__The data__.
Content starts

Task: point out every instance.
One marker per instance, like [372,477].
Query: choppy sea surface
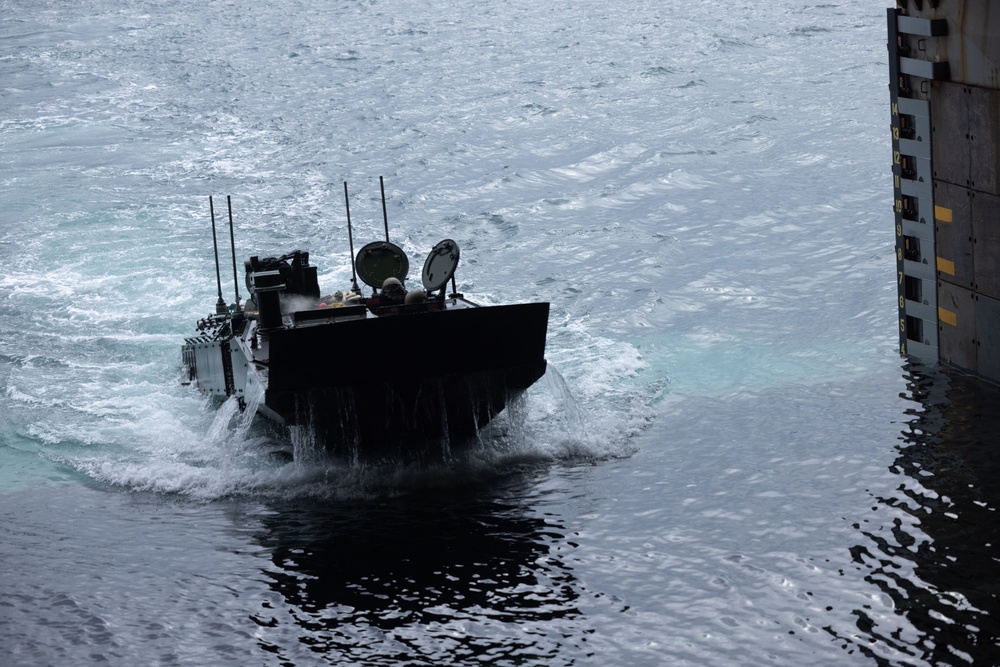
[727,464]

Content ends
Content starts

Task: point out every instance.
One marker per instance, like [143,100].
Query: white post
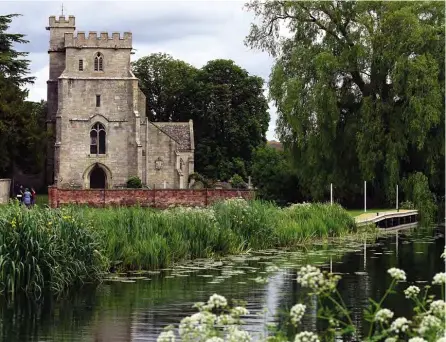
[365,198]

Content ends
Content starts

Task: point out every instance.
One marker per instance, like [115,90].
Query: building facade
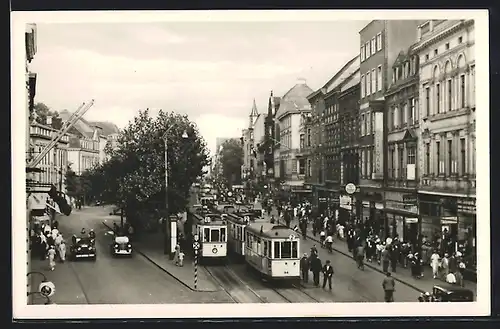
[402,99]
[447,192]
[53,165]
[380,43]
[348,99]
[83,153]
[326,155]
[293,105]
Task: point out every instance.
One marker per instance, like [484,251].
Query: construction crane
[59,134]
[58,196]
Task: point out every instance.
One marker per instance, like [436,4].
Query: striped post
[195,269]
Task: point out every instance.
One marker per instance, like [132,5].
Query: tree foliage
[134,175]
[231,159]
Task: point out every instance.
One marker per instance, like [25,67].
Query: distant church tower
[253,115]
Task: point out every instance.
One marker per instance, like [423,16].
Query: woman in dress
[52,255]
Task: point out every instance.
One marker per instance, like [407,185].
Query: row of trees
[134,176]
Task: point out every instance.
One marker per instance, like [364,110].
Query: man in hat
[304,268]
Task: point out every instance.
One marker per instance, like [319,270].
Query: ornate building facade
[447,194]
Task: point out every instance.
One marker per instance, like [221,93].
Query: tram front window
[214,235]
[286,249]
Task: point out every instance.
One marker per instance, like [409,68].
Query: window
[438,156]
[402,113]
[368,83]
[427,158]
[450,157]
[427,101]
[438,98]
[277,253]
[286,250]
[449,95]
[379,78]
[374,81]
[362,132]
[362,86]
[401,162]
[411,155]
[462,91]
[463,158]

Content ends

__Exercise__.
Could you restate word for word the lines above from the one containing "One marker per instance, like [132,5]." through the one containing "One marker per instance, like [409,68].", both included, and nothing else?

__Your response__.
One marker per instance, like [132,5].
Query: tree foliage
[134,175]
[231,159]
Task: point out every instance.
One marker per instance, like [25,67].
Query: distant church tower
[253,115]
Task: point out every instance.
One marker per instance, like [423,16].
Query: woman in dress
[52,255]
Task: point out every instance.
One marker per instance, like [407,185].
Query: row of trees
[134,176]
Task: point out every instance.
One marker per instance, like [364,110].
Query: man in hat
[304,268]
Task: point out every instance.
One marker per instance, like [319,270].
Query: ornate building facade
[447,194]
Task: point out every instance.
One marker per instance, like [221,93].
Query: tram front window
[214,235]
[286,249]
Task: point out every instance.
One marker per instance, like [409,68].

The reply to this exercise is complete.